In the records below, find every line that contains "flooring" and list it.

*** Opening of DATA RECORDS ***

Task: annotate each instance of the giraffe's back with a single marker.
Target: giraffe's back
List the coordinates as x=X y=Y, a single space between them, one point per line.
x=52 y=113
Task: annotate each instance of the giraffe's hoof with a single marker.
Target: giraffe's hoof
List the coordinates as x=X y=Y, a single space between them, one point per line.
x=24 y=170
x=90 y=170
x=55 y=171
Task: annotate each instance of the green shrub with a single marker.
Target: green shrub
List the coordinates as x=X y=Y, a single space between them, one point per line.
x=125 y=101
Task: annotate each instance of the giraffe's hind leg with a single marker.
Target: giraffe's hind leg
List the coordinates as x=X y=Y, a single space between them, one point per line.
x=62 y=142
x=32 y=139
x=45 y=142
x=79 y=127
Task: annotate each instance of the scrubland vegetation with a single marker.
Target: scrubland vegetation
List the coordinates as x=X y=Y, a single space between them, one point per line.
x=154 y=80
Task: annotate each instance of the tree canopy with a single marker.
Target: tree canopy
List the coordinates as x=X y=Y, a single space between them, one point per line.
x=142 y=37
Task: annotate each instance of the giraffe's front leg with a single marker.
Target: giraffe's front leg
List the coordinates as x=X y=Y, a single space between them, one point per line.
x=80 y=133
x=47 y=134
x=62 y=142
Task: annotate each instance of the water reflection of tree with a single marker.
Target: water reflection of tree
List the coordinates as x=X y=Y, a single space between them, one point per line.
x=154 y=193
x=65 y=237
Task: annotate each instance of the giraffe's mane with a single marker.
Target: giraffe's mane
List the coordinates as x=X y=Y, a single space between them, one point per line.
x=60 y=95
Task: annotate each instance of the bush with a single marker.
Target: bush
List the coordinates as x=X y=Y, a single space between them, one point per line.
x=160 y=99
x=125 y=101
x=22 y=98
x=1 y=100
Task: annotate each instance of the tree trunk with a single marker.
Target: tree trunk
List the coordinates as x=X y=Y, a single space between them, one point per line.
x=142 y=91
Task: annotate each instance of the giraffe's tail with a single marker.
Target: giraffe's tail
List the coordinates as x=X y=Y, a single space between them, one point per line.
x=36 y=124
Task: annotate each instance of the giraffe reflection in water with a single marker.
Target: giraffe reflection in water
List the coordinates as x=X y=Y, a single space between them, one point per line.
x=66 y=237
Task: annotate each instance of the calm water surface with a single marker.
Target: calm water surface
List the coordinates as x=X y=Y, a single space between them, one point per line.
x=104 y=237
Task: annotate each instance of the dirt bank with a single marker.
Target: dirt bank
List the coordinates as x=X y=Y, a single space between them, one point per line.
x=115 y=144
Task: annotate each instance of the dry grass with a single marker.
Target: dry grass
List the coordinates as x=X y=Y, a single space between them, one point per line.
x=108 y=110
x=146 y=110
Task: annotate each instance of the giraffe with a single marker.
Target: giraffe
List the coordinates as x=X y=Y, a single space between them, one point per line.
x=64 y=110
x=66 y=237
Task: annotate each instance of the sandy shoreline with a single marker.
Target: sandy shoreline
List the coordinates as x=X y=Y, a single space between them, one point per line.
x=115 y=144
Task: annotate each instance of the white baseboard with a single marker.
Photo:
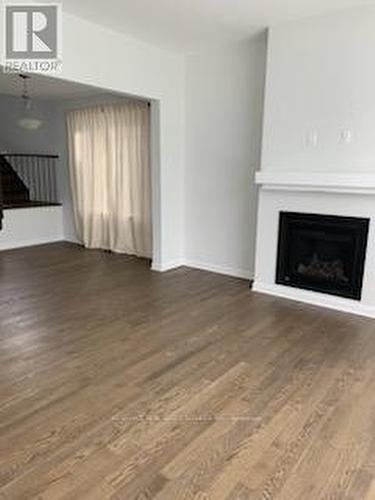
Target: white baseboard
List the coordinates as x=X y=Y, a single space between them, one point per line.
x=203 y=266
x=316 y=299
x=29 y=243
x=166 y=266
x=227 y=270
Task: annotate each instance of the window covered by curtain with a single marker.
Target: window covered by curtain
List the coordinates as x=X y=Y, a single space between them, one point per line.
x=109 y=159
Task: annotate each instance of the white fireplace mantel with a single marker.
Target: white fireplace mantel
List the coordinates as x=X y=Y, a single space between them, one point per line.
x=361 y=183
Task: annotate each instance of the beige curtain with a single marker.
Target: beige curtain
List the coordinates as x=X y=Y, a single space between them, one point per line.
x=109 y=162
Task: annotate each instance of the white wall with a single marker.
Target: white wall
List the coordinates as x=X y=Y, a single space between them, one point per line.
x=320 y=83
x=321 y=79
x=224 y=107
x=31 y=226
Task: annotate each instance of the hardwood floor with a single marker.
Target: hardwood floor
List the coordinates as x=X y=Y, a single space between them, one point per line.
x=117 y=382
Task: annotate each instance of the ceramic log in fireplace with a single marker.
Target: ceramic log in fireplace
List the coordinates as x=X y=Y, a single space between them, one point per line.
x=322 y=253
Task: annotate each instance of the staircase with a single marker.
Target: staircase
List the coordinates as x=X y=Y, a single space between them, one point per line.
x=14 y=191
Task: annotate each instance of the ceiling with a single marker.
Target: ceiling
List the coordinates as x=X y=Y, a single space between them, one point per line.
x=46 y=88
x=187 y=25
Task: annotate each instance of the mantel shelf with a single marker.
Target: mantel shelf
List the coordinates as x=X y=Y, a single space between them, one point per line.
x=360 y=183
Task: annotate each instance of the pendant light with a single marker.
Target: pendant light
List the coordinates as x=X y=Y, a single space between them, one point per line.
x=27 y=121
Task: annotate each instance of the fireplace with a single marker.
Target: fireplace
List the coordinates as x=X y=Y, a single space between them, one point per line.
x=322 y=253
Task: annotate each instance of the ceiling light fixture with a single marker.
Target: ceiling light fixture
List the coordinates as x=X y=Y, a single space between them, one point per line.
x=27 y=121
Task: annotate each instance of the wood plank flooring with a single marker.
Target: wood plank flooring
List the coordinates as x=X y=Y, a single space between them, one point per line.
x=117 y=382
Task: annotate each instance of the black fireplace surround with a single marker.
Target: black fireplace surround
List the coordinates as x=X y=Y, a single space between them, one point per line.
x=323 y=253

*** Close of DATA RECORDS ***

> ANSWER TO THIS EXERCISE:
Task: annotate each instance of the wood plank flooring with a single marker.
Target: wood plank flooring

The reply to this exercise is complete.